### EXERCISE
Arrange every line of the following entries as a numbered list, omitting any blank lines.

### SUPPLIED RECORDS
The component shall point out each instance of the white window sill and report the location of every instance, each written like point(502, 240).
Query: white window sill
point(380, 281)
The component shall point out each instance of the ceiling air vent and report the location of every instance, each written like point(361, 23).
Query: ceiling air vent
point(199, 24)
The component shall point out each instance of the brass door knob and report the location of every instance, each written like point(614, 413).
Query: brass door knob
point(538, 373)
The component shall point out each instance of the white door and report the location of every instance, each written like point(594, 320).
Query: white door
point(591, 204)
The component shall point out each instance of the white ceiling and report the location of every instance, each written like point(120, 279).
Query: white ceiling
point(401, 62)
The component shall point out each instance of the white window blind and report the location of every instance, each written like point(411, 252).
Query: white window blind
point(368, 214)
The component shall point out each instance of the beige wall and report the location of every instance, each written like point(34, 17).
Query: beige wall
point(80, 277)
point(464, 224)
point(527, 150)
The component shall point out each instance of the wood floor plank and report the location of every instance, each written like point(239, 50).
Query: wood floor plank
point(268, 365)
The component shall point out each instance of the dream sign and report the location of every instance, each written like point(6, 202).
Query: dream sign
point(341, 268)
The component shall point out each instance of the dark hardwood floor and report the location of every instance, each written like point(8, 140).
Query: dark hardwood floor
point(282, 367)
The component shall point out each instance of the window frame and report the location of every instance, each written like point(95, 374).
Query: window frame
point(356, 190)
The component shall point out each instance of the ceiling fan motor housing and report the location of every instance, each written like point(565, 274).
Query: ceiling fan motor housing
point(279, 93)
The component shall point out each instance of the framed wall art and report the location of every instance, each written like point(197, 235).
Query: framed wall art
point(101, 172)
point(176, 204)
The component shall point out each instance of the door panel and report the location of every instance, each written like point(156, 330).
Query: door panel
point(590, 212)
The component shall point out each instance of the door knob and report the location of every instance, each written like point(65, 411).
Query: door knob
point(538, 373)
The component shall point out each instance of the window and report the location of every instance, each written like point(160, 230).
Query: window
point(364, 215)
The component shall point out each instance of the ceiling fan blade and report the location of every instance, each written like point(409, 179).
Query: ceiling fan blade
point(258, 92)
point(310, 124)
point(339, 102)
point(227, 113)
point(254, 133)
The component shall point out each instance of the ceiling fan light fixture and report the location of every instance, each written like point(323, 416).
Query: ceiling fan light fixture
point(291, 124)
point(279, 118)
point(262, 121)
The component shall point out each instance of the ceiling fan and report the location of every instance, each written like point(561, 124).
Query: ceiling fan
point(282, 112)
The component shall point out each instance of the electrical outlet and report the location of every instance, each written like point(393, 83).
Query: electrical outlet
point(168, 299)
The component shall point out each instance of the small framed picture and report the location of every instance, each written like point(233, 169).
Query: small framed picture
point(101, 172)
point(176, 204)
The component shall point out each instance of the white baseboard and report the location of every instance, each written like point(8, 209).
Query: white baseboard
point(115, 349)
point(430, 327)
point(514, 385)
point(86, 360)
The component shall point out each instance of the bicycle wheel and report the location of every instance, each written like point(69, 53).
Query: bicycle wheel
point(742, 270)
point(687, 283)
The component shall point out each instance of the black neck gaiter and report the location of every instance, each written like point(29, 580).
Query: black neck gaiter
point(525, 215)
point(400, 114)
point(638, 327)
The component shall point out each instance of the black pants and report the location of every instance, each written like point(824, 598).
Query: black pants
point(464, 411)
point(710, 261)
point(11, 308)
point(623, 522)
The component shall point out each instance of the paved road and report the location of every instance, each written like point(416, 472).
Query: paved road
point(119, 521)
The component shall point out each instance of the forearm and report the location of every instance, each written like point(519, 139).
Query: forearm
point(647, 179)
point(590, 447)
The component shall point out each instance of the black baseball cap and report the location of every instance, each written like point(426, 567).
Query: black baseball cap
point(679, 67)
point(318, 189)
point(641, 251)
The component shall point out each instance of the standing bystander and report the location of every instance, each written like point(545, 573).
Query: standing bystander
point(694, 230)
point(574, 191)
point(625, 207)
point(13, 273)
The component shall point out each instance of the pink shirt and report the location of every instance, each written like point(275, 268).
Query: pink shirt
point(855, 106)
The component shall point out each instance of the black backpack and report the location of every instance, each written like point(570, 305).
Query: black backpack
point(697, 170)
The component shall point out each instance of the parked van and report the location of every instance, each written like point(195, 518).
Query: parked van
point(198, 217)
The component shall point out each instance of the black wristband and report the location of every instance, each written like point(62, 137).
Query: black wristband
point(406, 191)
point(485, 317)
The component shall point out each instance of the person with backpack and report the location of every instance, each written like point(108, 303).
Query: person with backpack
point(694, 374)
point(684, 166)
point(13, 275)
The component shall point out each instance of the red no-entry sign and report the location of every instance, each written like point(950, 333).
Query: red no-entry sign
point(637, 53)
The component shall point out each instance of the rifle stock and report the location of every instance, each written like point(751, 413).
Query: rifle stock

### RESULT FOR THIS TASK
1. The component shall point out each instance of the white window sill and report the location of every instance, each written like point(502, 240).
2. Query: white window sill
3. point(380, 281)
4. The component shall point out each instance of the ceiling air vent and report the location of every instance, each written like point(361, 23).
5. Query: ceiling air vent
6. point(199, 24)
7. The component shall point out each instance of the brass door knob and report the location of every instance, each written like point(614, 413).
8. Query: brass door knob
9. point(538, 373)
10. The component shall point out each instance of the white door and report the location of every instance, each written like point(594, 320).
11. Query: white door
12. point(591, 204)
13. The component shall point out each instance of the white ceiling and report the location of every instance, each written like point(120, 279).
14. Query: white ceiling
15. point(401, 62)
16. The component shall point out each instance of the white window blind and report the location of every instance, each written like point(411, 252).
17. Query: white window blind
18. point(368, 214)
19. The component shall point out each instance of the beige wall and report the location of every instance, each written like point(34, 17).
20. Query: beige wall
21. point(80, 277)
22. point(464, 224)
23. point(527, 150)
24. The component shall point out each instance of the wood floor plank and report the location of every instance, each written like point(239, 50).
25. Query: wood floor plank
26. point(268, 365)
27. The component shall point out each instance of the dream sign and report the location of every instance, each written like point(6, 202).
28. Query: dream sign
29. point(341, 268)
30. The component shall point out each instance of the dark hardwood floor and report the location of every instance, each written like point(8, 140).
31. Query: dark hardwood floor
32. point(282, 367)
33. The component shall point out each instance of the window frame and report the location of every instance, each written like point(95, 374).
34. Query: window frame
35. point(356, 190)
36. The component shall point out each instance of the ceiling fan motor housing and report the location of every instance, each written like point(565, 274).
37. Query: ceiling fan motor housing
38. point(279, 93)
39. The component shall point out each instance of the framed wall art and report the location of every instance, each written like point(197, 235).
40. Query: framed wall art
41. point(101, 172)
42. point(176, 204)
43. The component shall point out each instance of the door panel and report the location of every instance, each written like point(156, 330).
44. Query: door panel
45. point(590, 212)
46. The component shall point out each instance of the door knob and report the location of every instance, each written like point(65, 411).
47. Query: door knob
48. point(538, 373)
49. The component shall point out each instance of the window and report the location of every instance, each written like point(160, 230).
50. Query: window
51. point(364, 215)
52. The component shall point out each instance of the ceiling fan blade and report the location of every instance, each written like point(409, 179).
53. Query: ceiling fan blade
54. point(258, 92)
55. point(310, 124)
56. point(339, 102)
57. point(227, 113)
58. point(254, 133)
59. The component shall point out each instance of the ceiling fan light fixture and report the location of every instance, each written like point(323, 416).
60. Query: ceiling fan light fixture
61. point(291, 124)
62. point(279, 118)
63. point(262, 121)
64. The component shall point out each instance of the ceiling fan and report the location of every instance, each written like point(561, 124).
65. Query: ceiling fan
66. point(282, 112)
67. The component shall point out each instance of the electrical outlet and report the location of every instance, each written like point(393, 83).
68. Query: electrical outlet
69. point(168, 299)
70. The component shall point out each instance of the small framed picture and report the location of every instance, each written like point(233, 169).
71. Query: small framed picture
72. point(101, 172)
73. point(176, 204)
74. The component shall point out each instance of the white baseboard and report the location of every instance, each written like point(8, 209).
75. Query: white baseboard
76. point(115, 349)
77. point(430, 327)
78. point(514, 385)
79. point(86, 360)
80. The component shall point out each instance of the bicycle wheel and report the location of every instance, each written like point(69, 53).
81. Query: bicycle wheel
82. point(742, 270)
83. point(687, 283)
84. The component shall point out each instance of the black neck gaiter and report the location of every instance, each written like point(29, 580).
85. Query: black neck gaiter
86. point(525, 215)
87. point(400, 114)
88. point(638, 327)
89. The component shall point out each instance of the black pants and report the location of every instance, each written like point(824, 598).
90. Query: black pants
91. point(464, 411)
92. point(710, 261)
93. point(11, 308)
94. point(623, 522)
95. The component shall point out each instance of the paved road and report the location of every instance, each written like point(416, 472).
96. Query: paved road
97. point(119, 521)
98. The component shall point out each instance of the forearm and report the location of every instance, each written like point(519, 139).
99. Query: forearm
100. point(647, 179)
101. point(590, 447)
102. The component shall point out each instance of the black baseball cap and report the location of every instance, each written like point(426, 567).
103. Query: black baseball cap
104. point(679, 67)
105. point(318, 189)
106. point(641, 251)
107. The component shall point out each instance of the standing bystander and report the location of every instance, each written like point(545, 573).
108. Query: standing bystander
109. point(694, 230)
110. point(574, 191)
111. point(625, 207)
112. point(13, 273)
113. The component shall point out each instance of the pink shirt and report the location of every instance, each written like point(275, 268).
114. Query: pink shirt
115. point(855, 106)
116. The component shall point out each instance of the black backpack and report the location of every instance, each written like point(570, 305).
117. Query: black backpack
118. point(697, 170)
119. The component shall point out each instance of the parked van and report the location of every instance, each written like point(195, 518).
120. Query: parked van
121. point(198, 217)
122. The component shall point out each instance of the black wristband and report the location of every instance, each written like point(62, 137).
123. Query: black wristband
124. point(406, 191)
125. point(485, 317)
126. The component shall point out each instance of the person with backpack and report the location of every instance, each written like point(108, 303).
127. Query: person with backpack
128. point(694, 374)
129. point(684, 166)
130. point(13, 275)
131. The component shall point out each instance of the red no-entry sign and report the location of every instance, each written like point(950, 333).
132. Query: red no-entry sign
133. point(637, 53)
134. The component shall point out each instance of the rifle stock and report the location of every instance, each written like point(751, 413).
135. Query: rifle stock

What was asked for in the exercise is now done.